### [Supplied text]
────────

This document is not applicable to AHUs, ceiling-based air diffusers or displacement ventilation systems.
2 Normative references
This document referred to in the text in such a way that some or all of their content constitutes requirements
of the following document. For dated references, only the edition cited applies. For undated references, the
latest edition of the referenced document (including any amendments) applies.
ISO 7730, Ergonomics of the thermal environment — Analytical determination and interpretation of thermal
comfort using calculation of the PMV and PPD indices and local thermal comfort criteria
ISO 13731, Ergonomics of the thermal environment — Vocabulary and symbols
ISO 16818, Building environment design — List of test procedures for heating, ventilating, air-conditioning and
domestic hot water equipment related to energy efficiency
3  Terms and definitions
For the purposes of this document, the terms and definitions given in ISO 7730, ISO 13731 and ISO 16818
and the following apply.

────────

### [Stored rows]
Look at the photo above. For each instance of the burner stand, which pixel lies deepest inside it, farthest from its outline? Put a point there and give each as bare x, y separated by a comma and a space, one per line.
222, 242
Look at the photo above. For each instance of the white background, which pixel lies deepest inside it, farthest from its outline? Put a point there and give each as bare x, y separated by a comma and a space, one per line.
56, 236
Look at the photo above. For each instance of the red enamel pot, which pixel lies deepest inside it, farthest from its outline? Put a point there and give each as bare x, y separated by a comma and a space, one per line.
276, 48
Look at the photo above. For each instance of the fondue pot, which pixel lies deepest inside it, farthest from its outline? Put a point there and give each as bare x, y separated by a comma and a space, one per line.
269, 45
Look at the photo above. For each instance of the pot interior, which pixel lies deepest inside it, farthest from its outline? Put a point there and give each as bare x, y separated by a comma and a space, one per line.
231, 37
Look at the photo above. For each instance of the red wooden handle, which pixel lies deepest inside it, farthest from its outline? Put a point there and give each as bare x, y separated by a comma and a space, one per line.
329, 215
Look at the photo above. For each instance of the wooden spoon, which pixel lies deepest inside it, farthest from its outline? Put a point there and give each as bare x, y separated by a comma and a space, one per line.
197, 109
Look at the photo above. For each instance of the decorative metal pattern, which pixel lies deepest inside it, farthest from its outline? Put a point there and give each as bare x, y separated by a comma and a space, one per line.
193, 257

────────

### [What to do]
- 1) Retype the part of the standards excerpt starting at "2 Normative references" and ending at "the following apply.".
- 2) According to the standards excerpt, which systems is the document not applicable to?
The data has no connection to the standards excerpt.

### [Answers in order]
- 1)
2 Normative references
This document referred to in the text in such a way that some or all of their content constitutes requirements
of the following document. For dated references, only the edition cited applies. For undated references, the
latest edition of the referenced document (including any amendments) applies.
ISO 7730, Ergonomics of the thermal environment — Analytical determination and interpretation of thermal
comfort using calculation of the PMV and PPD indices and local thermal comfort criteria
ISO 13731, Ergonomics of the thermal environment — Vocabulary and symbols
ISO 16818, Building environment design — List of test procedures for heating, ventilating, air-conditioning and
domestic hot water equipment related to energy efficiency
3  Terms and definitions
For the purposes of this document, the terms and definitions given in ISO 7730, ISO 13731 and ISO 16818
and the following apply.

- 2) AHUs, ceiling-based air diffusers and displacement ventilation systems.